▶ **Your goal**
A single stretch of the material below is to be transcribed exactly, starting at the line with "For every instance of the white string, give" and ending after the line with "For every instance of the rusty".

*** Block opens ***

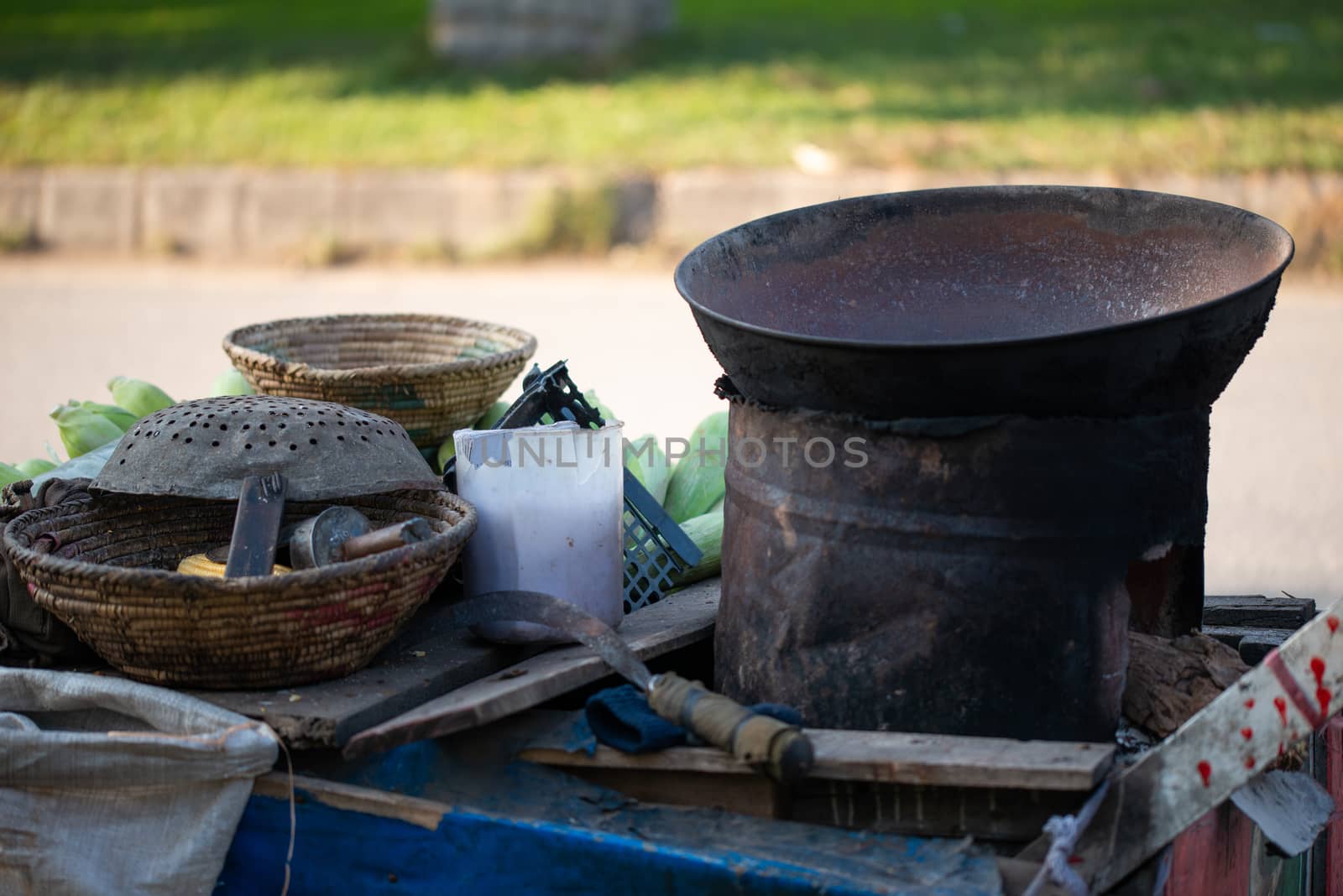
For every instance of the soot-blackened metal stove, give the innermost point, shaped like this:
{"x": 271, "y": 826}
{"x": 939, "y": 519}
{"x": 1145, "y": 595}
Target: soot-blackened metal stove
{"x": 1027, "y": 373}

*** Block closes ***
*** Block opens ***

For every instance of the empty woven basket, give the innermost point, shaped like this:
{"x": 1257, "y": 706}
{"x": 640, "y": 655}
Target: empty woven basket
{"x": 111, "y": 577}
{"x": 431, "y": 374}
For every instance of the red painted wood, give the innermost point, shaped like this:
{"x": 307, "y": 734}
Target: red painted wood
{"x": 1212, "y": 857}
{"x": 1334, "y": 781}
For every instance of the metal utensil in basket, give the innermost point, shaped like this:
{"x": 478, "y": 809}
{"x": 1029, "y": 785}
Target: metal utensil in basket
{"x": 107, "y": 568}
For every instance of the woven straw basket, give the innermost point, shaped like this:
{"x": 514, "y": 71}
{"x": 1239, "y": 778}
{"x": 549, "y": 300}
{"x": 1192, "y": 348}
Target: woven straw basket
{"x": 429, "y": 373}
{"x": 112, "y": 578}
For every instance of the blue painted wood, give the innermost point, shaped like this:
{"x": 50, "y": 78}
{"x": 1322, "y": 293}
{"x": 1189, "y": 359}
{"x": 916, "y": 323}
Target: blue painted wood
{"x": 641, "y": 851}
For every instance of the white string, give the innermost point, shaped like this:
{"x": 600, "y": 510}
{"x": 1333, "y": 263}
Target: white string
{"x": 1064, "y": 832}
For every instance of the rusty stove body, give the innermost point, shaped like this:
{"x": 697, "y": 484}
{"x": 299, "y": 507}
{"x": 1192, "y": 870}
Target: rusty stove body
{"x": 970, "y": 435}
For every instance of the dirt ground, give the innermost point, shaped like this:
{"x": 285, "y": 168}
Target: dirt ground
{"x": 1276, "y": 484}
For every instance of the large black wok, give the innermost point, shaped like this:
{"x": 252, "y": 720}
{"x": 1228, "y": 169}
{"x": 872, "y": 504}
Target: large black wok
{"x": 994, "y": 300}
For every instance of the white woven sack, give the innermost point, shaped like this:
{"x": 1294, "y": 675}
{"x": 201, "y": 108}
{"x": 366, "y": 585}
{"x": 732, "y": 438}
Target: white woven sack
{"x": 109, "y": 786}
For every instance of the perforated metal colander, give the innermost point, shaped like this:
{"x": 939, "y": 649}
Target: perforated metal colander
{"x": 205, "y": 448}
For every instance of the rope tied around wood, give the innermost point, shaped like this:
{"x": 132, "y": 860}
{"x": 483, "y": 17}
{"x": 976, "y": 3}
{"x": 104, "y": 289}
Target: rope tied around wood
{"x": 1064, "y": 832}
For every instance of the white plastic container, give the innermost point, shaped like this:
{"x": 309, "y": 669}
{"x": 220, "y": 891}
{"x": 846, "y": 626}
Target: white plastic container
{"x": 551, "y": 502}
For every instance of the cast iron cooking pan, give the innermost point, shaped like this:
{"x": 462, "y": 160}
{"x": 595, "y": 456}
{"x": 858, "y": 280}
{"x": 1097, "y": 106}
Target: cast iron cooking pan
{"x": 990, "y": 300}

*** Block closes ***

▶ **Problem solution**
For every instance of the white string, give the innermost point, shaped like this:
{"x": 600, "y": 510}
{"x": 1333, "y": 263}
Target: white string
{"x": 1064, "y": 832}
For every instance of the rusty stove body, give the innermost point, shaped like this:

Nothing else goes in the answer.